## Aim of the exercise
Continue the text on the nationwide overtime ban by District Health Board psychologists in New Zealand, picking up right after its last sentence.

## Text for analysis
-- Opening Marker --

From Wednesday 31 July psychologists employed by seventeen District Health Boards and members of APEX – the union for health professionals, will impose a nationwide ban on all overtime for five weeks until Tuesday 3 September. The action will be the first nationwide strike of psychologists in New Zealand.

“The Psychology Workforce Taskforce, set up by the Ministry of Health and Health Workforce New Zealand to address recruitment and retention issues facing the psychologist workforce estimated in 2018 that we need an additional 268 psychologists working in District Health Boards to meet demand for services. Yet in the same year rather than gaining, we lost 73 psychologists from DHB employment,” said Dr Deborah Powell, APEX National Secretary.

Since then we have had the report of the Government’s own Inquiry into Mental Health recommend that in order to expand access to talking therapies, “an immediate priority is to begin building [the psychology] workforce”. However, all signs confirm a growing workforce crisis.

  • The international benchmark is that health services should have 20 full time psychologists per 100,000 people.

-- Closing Marker --

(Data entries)
-- Opening Marker --

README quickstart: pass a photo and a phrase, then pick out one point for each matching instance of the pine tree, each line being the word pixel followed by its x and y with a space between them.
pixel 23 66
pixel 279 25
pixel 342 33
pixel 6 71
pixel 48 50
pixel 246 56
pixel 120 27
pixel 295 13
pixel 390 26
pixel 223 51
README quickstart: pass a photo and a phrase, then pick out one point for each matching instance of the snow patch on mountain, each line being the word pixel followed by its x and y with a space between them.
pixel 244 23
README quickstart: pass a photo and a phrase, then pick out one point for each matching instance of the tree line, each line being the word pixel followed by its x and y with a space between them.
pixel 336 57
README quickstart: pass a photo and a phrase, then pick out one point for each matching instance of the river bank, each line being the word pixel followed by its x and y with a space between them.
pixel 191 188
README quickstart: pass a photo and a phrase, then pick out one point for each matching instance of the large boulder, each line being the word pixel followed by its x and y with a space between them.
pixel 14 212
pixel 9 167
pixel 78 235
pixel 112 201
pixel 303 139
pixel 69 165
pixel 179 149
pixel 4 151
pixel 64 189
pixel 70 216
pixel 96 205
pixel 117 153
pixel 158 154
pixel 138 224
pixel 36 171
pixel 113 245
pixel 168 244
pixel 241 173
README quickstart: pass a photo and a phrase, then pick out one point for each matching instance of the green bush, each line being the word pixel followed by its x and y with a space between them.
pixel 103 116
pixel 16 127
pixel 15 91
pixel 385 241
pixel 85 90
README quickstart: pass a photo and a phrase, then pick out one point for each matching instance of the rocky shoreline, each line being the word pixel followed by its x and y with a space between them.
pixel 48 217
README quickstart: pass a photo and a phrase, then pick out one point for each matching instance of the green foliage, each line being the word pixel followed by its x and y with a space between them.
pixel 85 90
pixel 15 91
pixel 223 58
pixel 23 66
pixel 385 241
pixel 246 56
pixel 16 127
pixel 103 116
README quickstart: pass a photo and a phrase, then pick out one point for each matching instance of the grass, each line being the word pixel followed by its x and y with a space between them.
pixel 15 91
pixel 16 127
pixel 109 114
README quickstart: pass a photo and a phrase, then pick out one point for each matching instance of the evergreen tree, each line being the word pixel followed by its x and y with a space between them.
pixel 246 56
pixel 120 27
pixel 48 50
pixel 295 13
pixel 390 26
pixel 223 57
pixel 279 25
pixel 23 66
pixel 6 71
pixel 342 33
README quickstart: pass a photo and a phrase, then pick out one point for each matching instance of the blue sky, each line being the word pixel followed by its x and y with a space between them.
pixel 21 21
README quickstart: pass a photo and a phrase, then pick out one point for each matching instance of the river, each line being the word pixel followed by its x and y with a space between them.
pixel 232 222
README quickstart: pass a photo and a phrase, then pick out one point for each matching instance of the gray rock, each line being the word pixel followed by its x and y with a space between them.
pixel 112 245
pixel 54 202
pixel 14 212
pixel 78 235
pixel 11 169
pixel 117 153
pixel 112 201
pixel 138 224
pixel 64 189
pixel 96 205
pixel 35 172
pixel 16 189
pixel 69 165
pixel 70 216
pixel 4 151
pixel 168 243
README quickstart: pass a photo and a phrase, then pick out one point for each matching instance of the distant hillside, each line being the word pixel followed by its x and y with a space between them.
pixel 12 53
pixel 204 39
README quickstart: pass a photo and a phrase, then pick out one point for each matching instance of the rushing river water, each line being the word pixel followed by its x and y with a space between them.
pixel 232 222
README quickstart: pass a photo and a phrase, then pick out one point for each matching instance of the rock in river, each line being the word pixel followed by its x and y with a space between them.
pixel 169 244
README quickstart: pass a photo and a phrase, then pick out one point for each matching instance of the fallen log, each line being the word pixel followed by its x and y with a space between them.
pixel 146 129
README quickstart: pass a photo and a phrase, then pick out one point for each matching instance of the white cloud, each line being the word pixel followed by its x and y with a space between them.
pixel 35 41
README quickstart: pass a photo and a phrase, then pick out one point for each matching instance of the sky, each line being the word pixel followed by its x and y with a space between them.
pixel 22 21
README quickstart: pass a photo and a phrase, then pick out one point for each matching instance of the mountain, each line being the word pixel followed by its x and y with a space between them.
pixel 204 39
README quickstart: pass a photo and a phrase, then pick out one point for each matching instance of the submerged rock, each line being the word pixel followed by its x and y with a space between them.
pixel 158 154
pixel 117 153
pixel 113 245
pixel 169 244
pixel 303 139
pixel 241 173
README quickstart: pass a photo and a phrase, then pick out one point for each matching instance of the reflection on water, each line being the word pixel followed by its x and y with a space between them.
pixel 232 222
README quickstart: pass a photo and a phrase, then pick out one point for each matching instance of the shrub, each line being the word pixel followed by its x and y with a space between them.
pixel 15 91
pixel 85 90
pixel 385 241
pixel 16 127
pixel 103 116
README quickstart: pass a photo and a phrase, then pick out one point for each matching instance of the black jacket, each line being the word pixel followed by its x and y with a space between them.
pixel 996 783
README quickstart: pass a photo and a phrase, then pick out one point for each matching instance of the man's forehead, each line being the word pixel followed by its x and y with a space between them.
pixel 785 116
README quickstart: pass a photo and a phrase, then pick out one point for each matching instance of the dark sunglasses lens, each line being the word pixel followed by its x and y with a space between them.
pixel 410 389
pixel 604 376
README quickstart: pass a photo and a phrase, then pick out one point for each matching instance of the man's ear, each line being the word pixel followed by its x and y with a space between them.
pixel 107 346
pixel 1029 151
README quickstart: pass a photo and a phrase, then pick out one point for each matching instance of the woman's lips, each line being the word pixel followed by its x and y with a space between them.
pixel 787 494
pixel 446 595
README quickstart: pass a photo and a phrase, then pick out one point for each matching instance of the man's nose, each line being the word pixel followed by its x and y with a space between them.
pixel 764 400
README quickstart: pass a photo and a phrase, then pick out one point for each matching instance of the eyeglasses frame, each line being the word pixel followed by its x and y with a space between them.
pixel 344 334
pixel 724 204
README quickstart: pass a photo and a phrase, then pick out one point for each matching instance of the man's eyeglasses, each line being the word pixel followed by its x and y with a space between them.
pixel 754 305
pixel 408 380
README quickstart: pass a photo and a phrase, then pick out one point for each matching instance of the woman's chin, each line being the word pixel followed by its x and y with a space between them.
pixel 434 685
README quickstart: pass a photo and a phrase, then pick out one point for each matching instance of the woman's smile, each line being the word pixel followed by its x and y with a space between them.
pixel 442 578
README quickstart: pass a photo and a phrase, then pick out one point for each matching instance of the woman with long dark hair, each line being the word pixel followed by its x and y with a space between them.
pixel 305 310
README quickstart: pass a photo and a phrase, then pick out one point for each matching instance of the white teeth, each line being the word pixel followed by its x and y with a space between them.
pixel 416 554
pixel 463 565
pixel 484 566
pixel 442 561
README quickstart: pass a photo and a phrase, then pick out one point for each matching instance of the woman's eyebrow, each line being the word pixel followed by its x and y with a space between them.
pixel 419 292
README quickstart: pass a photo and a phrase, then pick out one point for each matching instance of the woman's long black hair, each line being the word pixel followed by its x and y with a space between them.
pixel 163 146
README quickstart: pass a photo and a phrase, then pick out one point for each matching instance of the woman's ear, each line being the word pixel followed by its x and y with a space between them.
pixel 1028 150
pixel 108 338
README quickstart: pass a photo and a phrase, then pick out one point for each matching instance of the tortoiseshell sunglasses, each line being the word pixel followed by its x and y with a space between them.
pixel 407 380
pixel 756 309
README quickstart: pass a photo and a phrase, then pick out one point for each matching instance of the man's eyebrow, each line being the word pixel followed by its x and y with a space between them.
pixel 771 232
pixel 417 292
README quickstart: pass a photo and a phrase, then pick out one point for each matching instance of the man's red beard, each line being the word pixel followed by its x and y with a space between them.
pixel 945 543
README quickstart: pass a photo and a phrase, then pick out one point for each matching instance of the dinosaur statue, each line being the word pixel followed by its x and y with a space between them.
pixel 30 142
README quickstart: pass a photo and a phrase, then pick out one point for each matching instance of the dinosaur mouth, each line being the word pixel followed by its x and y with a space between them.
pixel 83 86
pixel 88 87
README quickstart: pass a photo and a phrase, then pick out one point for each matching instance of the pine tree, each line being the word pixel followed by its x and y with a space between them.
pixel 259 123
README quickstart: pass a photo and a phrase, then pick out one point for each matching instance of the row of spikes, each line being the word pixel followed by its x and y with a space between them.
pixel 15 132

-- Closing Marker --

## Answer space
  • New Zealand DHBs employ an average of 11.8 psychologists per 100,000 – ranging from 17 to 2.7 FTE per 100,000 people.
  • The numbers of psychologists employed per 100,000 population dropped 4.1% between 2016 and 2018
  • In some DHBs only 5-7% of clients referred to specialist mental health services access a psychologist and patients can end up waiting between 3 and 12 months for psychology input.

“DHBs are losing experienced psychologists in droves to better paid jobs in the Department of Corrections, ACC and private practice. Despite the stated aims of the Government to make talking therapies more available under the wellbeing budget, they have yet to invest in staffing, pay and conditions adequate that will retain psychologists,” concluded Dr Powell.